Exercise directions >> Summarize the notes on the 2020 general meeting in three sentences.

==== Document ====

GENERAL MEETING OF 2020

 

Notes:

 

1.

A supplemental form of proxy (the “Supplemental Form of Proxy”) containing the resolution mentioned above is enclosed with the Supplemental Circular. The form of proxy issued by the Company along with the EGM Notice (the “First Form of Proxy”) will remain valid and effective to the fullest extent applicable if correctly completed and lodged.

 

2.

Shareholders are entitled to appoint one or more proxies to attend the EGM, but only one of proxies can be designated to vote at the EGM. For the avoidance of doubt, should the proxies being appointed to attend the EGM under each of the First Form of Proxy and/or the Supplemental Form of Proxy are different and more than one of the proxies attended the EGM, only the proxy validly appointed under the First Form of Proxy shall be designated to vote on all the resolutions at the EGM.

 

3.

The instrument appointing a proxy must be in writing under the hand of the appointer or his attorney duly authorised in writing, or if the appointer is a legal person, either under seal or under the hand of a director or a duly authorised attorney. If that instrument is signed by an attorney of the appointer, the power of attorney authorising that attorney to sign or other document of authorisation must be notarised. To be valid, for holders of A Shares, this Supplemental Form of Proxy, together with the notarised power of attorney or other document of authorisation (if any), must be delivered to the secretariat of the Board of the Company at Room 0610, Block C, 9 Dongzhimen North Street, Dongcheng District, Beijing, PRC (Postal code: 100007) not less than 24 hours before the time appointed for the EGM (i.e., by not later than 9:00 a.m., on Wednesday, 4 November 2020). To be valid, for holders of H shares, the above documents must be delivered to Hong Kong Registrars Limited at 17M Floor, Hopewell Centre, 183 Queen’s Road East, Wanchai, Hong Kong within the same period.

 

4.

Please refer to the EGM Circular and EGM Notice for details in respect of the time and venue of the EGM, other resolution to be passed at the EGM, eligibility for attending the EGM, forms of proxy, registration procedures, closure of register of members, reply slips and other relevant matters in relation to the EGM.

 

5.

As at the date of this Supplemental Notice, the Board comprises Mr. Dai Houliang as Chairman; Mr. Li Fanrong as Vice Chairman and non-executive Director; Mr. Liu Yuezhen, Mr. Jiao Fangzheng and Mr. Huang Yongzhang as non-executive Directors; Mr. Duan Liangwei as executive Director; and Ms. Elsie Leung Oi-sie, Mr. Tokuchi Tatsuhito, Mr. Simon Henry, Mr. Cai Jinyong and Mr. Jiang, Simon X. as independent non-executive Directors.

==== Supplied material ====

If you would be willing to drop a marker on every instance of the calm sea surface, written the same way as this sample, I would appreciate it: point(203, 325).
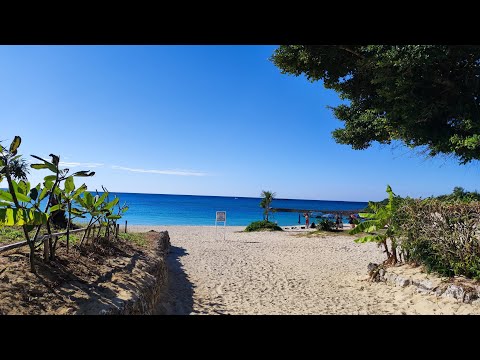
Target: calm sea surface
point(156, 209)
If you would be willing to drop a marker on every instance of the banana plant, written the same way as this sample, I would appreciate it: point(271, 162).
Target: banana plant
point(52, 189)
point(380, 226)
point(16, 201)
point(67, 196)
point(98, 207)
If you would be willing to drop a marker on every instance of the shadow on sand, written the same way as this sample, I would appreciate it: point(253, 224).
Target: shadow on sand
point(178, 298)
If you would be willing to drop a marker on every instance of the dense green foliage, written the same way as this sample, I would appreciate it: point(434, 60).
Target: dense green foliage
point(263, 226)
point(20, 204)
point(326, 225)
point(425, 96)
point(459, 194)
point(380, 225)
point(136, 238)
point(267, 198)
point(443, 236)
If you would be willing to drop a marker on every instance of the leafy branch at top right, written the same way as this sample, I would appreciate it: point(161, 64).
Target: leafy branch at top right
point(425, 96)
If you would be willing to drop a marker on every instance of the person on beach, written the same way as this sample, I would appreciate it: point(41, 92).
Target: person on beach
point(337, 221)
point(352, 220)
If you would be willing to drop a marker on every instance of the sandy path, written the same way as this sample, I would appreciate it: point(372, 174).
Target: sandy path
point(282, 273)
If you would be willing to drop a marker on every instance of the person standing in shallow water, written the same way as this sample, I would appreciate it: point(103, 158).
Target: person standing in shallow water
point(351, 221)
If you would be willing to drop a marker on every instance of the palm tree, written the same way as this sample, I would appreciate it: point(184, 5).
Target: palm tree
point(267, 198)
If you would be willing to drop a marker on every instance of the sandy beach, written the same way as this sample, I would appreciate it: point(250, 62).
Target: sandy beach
point(282, 273)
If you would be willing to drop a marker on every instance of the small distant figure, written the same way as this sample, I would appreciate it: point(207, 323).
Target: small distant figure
point(352, 220)
point(337, 221)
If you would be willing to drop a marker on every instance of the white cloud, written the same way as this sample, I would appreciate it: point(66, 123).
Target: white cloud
point(74, 164)
point(163, 172)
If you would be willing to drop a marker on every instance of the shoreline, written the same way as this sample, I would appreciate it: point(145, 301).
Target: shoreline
point(283, 272)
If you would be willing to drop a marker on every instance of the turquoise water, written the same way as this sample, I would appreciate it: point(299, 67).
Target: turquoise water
point(157, 209)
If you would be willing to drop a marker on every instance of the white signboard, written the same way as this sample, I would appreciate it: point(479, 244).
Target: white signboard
point(221, 216)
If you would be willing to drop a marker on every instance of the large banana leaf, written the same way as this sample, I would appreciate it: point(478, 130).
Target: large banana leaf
point(371, 238)
point(69, 184)
point(12, 217)
point(101, 199)
point(112, 203)
point(15, 144)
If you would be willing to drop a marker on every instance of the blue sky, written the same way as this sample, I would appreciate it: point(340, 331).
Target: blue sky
point(200, 120)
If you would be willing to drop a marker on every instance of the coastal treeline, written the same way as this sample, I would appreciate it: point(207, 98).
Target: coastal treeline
point(442, 233)
point(53, 204)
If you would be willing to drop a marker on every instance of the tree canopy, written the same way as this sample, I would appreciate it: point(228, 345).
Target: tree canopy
point(422, 95)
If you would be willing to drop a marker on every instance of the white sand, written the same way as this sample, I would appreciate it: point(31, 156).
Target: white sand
point(282, 273)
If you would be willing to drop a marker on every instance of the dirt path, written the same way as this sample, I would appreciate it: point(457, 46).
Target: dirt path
point(281, 273)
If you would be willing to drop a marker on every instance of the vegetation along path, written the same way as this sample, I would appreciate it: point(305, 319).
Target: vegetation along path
point(283, 273)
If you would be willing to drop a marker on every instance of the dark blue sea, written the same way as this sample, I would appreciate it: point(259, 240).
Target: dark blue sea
point(157, 209)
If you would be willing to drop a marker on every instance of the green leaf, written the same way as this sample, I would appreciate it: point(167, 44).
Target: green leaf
point(112, 203)
point(371, 238)
point(55, 159)
point(69, 184)
point(43, 193)
point(22, 187)
point(4, 195)
point(51, 178)
point(101, 199)
point(39, 166)
point(89, 199)
point(34, 194)
point(79, 191)
point(15, 144)
point(56, 208)
point(367, 215)
point(76, 211)
point(21, 197)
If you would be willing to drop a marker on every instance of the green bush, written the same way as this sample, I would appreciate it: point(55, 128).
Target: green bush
point(441, 235)
point(263, 226)
point(326, 225)
point(136, 238)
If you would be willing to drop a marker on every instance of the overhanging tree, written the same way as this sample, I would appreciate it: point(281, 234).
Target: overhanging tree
point(425, 96)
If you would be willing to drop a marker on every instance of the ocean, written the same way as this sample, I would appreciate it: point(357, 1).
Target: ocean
point(159, 209)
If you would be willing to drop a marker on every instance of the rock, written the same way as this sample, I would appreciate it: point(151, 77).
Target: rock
point(455, 292)
point(470, 296)
point(401, 281)
point(390, 277)
point(427, 285)
point(371, 267)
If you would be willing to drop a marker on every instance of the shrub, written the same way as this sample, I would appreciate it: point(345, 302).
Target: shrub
point(326, 225)
point(263, 226)
point(442, 236)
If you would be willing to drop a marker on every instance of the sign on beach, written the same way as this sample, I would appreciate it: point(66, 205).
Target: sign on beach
point(221, 216)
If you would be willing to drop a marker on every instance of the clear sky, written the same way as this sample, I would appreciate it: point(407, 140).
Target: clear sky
point(200, 120)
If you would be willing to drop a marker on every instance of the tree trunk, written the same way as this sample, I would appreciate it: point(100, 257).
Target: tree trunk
point(68, 225)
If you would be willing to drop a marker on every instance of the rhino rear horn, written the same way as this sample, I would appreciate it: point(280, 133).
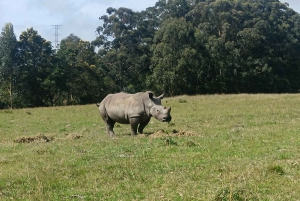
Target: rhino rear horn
point(161, 96)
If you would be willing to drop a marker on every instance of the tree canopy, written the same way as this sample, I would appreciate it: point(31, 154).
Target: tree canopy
point(176, 47)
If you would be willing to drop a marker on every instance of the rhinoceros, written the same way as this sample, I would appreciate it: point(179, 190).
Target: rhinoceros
point(134, 109)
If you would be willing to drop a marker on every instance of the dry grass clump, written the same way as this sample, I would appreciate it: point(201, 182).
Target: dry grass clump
point(73, 136)
point(40, 138)
point(175, 133)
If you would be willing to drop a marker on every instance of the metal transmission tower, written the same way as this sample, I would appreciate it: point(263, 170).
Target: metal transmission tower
point(56, 41)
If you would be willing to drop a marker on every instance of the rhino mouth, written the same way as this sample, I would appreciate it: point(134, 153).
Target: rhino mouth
point(166, 119)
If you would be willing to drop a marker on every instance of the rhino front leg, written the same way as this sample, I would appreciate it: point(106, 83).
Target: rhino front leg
point(142, 126)
point(110, 127)
point(134, 122)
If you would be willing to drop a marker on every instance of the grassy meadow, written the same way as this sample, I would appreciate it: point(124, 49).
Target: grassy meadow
point(217, 147)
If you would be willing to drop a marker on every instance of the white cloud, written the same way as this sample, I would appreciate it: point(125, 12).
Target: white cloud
point(80, 17)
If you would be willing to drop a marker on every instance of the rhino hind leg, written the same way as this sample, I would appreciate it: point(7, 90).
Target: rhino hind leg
point(134, 122)
point(142, 126)
point(110, 127)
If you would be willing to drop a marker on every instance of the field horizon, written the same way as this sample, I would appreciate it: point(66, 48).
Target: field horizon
point(217, 147)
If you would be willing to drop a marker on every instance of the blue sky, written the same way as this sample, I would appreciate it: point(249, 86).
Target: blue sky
point(80, 17)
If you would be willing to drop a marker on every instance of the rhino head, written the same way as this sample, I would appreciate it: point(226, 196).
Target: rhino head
point(158, 111)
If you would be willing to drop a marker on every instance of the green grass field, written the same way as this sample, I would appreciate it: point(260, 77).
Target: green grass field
point(217, 147)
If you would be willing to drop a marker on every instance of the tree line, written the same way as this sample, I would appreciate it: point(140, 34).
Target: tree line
point(176, 47)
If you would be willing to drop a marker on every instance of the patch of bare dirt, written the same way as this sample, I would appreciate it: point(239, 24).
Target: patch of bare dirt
point(40, 138)
point(162, 133)
point(73, 136)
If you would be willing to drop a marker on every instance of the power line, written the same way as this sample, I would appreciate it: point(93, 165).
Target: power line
point(56, 41)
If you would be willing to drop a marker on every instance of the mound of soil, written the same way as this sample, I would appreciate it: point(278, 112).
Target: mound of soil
point(162, 133)
point(73, 136)
point(40, 138)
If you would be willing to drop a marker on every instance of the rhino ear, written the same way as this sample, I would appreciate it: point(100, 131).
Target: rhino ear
point(150, 94)
point(161, 96)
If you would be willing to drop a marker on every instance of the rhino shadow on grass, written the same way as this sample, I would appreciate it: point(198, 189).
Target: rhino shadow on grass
point(134, 109)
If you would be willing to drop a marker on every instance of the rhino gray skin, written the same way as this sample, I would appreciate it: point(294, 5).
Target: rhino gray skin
point(134, 109)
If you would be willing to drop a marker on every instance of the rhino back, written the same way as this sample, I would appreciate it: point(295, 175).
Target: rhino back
point(121, 106)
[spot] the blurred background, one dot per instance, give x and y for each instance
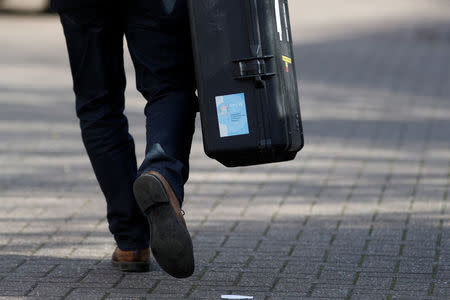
(363, 211)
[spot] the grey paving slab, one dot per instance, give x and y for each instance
(362, 213)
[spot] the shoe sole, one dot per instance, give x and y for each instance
(132, 266)
(170, 241)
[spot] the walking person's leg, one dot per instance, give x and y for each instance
(159, 41)
(95, 45)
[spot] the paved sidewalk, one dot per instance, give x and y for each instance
(362, 213)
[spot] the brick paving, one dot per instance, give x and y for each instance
(362, 213)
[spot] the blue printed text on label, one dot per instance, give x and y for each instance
(232, 115)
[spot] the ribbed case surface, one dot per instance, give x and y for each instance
(248, 90)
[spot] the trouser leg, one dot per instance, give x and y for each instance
(95, 46)
(159, 41)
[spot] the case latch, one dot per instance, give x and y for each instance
(253, 68)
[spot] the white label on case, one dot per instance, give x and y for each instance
(232, 115)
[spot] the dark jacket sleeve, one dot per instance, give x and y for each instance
(67, 5)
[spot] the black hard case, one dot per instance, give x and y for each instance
(240, 47)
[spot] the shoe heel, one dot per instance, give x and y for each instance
(149, 192)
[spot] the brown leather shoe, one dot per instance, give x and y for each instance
(170, 241)
(131, 261)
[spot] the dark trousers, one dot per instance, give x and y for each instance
(158, 38)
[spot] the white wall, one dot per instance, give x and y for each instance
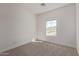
(66, 34)
(77, 23)
(17, 26)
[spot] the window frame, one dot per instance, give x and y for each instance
(46, 27)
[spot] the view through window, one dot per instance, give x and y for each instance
(51, 28)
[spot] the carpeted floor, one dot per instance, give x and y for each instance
(43, 49)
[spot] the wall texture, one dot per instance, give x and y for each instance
(77, 23)
(66, 24)
(17, 26)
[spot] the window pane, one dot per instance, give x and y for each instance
(51, 28)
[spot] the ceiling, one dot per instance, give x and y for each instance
(37, 8)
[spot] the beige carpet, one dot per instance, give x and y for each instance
(43, 49)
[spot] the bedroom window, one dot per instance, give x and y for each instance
(51, 28)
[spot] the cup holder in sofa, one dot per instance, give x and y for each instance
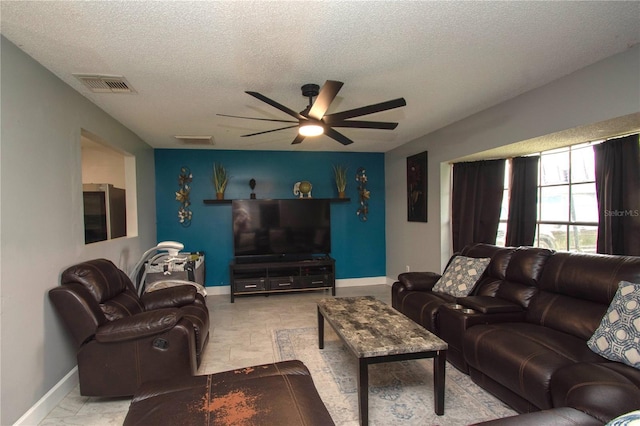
(460, 308)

====

Response to this task >> A Supplemental Form of Proxy is enclosed with the Supplemental Circular, and the First Form of Proxy issued with the EGM Notice remains valid if correctly completed and lodged. Shareholders may appoint one or more proxies to attend the EGM, but only one may vote, and if different proxies appointed under the two forms attend, only the proxy validly appointed under the First Form of Proxy votes. Holders of A Shares must deliver the proxy form and any notarised authorisation to the Board secretariat in Beijing at least 24 hours before the EGM, by 9:00 a.m. on Wednesday, 4 November 2020, while holders of H shares must deliver them to Hong Kong Registrars Limited within the same period.